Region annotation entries
┌──

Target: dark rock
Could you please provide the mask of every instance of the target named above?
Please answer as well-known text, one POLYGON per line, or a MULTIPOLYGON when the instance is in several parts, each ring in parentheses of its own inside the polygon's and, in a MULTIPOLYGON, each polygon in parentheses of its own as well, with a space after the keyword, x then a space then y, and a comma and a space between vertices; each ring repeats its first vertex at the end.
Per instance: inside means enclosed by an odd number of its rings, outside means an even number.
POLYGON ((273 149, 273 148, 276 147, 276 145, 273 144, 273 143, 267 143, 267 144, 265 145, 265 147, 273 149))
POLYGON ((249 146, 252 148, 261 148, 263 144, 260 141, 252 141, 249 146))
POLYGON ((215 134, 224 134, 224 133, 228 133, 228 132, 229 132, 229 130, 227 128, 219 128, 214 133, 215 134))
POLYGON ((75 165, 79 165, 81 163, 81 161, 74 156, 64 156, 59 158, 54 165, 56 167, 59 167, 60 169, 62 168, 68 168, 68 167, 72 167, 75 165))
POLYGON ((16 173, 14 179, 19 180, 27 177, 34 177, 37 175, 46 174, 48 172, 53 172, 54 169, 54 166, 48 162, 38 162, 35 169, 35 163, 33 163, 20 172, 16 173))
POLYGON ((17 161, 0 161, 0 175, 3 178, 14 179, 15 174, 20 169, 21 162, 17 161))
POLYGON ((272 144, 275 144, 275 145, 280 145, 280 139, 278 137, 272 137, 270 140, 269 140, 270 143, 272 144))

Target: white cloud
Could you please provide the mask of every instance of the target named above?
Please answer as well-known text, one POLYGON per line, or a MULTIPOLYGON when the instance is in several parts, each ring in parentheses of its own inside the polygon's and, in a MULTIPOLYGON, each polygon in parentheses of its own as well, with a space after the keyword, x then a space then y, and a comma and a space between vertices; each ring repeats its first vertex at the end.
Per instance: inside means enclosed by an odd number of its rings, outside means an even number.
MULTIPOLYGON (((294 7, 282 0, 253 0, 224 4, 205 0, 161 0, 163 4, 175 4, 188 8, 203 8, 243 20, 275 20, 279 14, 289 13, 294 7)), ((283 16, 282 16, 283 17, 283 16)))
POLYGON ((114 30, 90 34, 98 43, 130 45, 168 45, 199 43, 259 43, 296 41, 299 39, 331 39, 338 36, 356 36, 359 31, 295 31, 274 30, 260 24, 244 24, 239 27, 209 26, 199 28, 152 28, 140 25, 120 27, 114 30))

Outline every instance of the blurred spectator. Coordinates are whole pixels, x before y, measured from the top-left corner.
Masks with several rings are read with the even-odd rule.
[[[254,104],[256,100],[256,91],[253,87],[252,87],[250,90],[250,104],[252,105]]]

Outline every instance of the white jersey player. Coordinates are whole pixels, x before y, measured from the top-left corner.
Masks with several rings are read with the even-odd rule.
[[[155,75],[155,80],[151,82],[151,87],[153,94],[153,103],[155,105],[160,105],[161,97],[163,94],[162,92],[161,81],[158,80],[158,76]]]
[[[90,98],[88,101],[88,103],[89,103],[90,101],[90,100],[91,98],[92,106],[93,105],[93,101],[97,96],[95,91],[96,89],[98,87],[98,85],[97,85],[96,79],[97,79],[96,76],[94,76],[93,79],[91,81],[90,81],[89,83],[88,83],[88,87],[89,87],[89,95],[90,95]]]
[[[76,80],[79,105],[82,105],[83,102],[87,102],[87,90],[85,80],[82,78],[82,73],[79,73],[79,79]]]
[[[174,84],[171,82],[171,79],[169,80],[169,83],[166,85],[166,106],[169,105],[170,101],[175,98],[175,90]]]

└──

*Exercise requirements*. Reproduce the whole listing above verbatim, keeping every line in its original order.

*Solution for this problem*.
Target: dark rock
Could you please provide the mask of every instance of the target named above?
Please answer as well-known text, one POLYGON per line, or a MULTIPOLYGON when the instance is in several parts, each ring in parentheses of its own inside the polygon's and, in a MULTIPOLYGON, each polygon in parentheses of its own as well, with a space after the keyword, x then a space then y, and a comma and a space between vertices; each ring repeats its first vertex at the end.
Per instance: inside means enclosed by an odd number of its rings, outside means an even number.
POLYGON ((273 149, 273 148, 276 147, 276 145, 273 144, 273 143, 267 143, 267 144, 265 145, 265 147, 273 149))
POLYGON ((249 146, 252 148, 261 148, 263 144, 260 141, 252 141, 249 146))
POLYGON ((215 134, 224 134, 224 133, 228 133, 228 132, 229 132, 229 130, 227 128, 219 128, 214 133, 215 134))
POLYGON ((75 165, 79 165, 81 163, 81 161, 74 156, 64 156, 59 158, 54 165, 56 167, 59 167, 60 169, 62 168, 68 168, 68 167, 72 167, 75 165))
POLYGON ((16 173, 14 179, 19 180, 27 177, 34 177, 37 175, 46 174, 48 172, 53 172, 54 169, 54 166, 48 162, 38 162, 35 169, 35 163, 33 163, 20 172, 16 173))
POLYGON ((17 161, 0 161, 0 175, 3 178, 14 179, 15 174, 20 169, 21 162, 17 161))
POLYGON ((272 144, 275 144, 275 145, 280 145, 280 139, 278 137, 272 137, 270 140, 269 140, 270 143, 272 144))

Target: white cloud
Could you please provide the mask of every instance of the target named above?
Please answer as well-known text, one POLYGON per line, or a MULTIPOLYGON when the instance is in several parts, each ring in parentheses of its own inside the polygon's and, in a MULTIPOLYGON, each polygon in parentheses of its own as well, with a space after the keyword, x then a space then y, and a comma and a space between vertices; each ring repeats its first vertex at the end.
Per instance: inside means enclosed by an odd number of its rings, outside means an even number.
MULTIPOLYGON (((294 7, 282 0, 253 0, 224 4, 205 0, 161 0, 163 4, 175 4, 188 8, 203 8, 243 20, 275 20, 279 14, 289 13, 294 7)), ((283 16, 282 16, 283 17, 283 16)))
POLYGON ((114 30, 90 34, 98 43, 130 45, 168 45, 199 43, 259 43, 296 41, 299 39, 331 39, 338 36, 356 36, 359 31, 295 31, 274 30, 260 24, 244 24, 239 27, 209 26, 199 28, 152 28, 140 25, 120 27, 114 30))

Outline every instance of the blurred spectator. Coordinates are whole pixels, x before y, measured from the top-left corner.
Masks with several rings are read with the even-odd rule.
[[[254,104],[256,100],[256,91],[253,87],[252,87],[250,90],[250,104],[252,105]]]

Outline every instance of the white jersey player. Coordinates are whole pixels, x before y, measured from the top-left corner.
Masks with several rings are read with the even-odd rule.
[[[155,75],[155,80],[151,82],[151,87],[153,94],[153,103],[155,105],[160,105],[161,97],[163,94],[162,92],[161,81],[158,80],[158,76]]]
[[[90,98],[88,101],[88,103],[89,103],[90,101],[90,100],[91,98],[92,106],[93,105],[93,101],[97,96],[95,91],[96,89],[98,87],[98,85],[97,85],[96,79],[97,79],[96,76],[94,76],[93,79],[91,81],[90,81],[89,83],[88,83],[88,87],[89,87],[89,95],[90,95]]]
[[[76,80],[79,105],[82,105],[83,102],[87,102],[87,90],[85,80],[82,78],[82,73],[79,73],[79,79]]]
[[[174,84],[171,82],[171,79],[169,80],[169,83],[166,85],[166,106],[169,105],[170,101],[175,98],[175,90]]]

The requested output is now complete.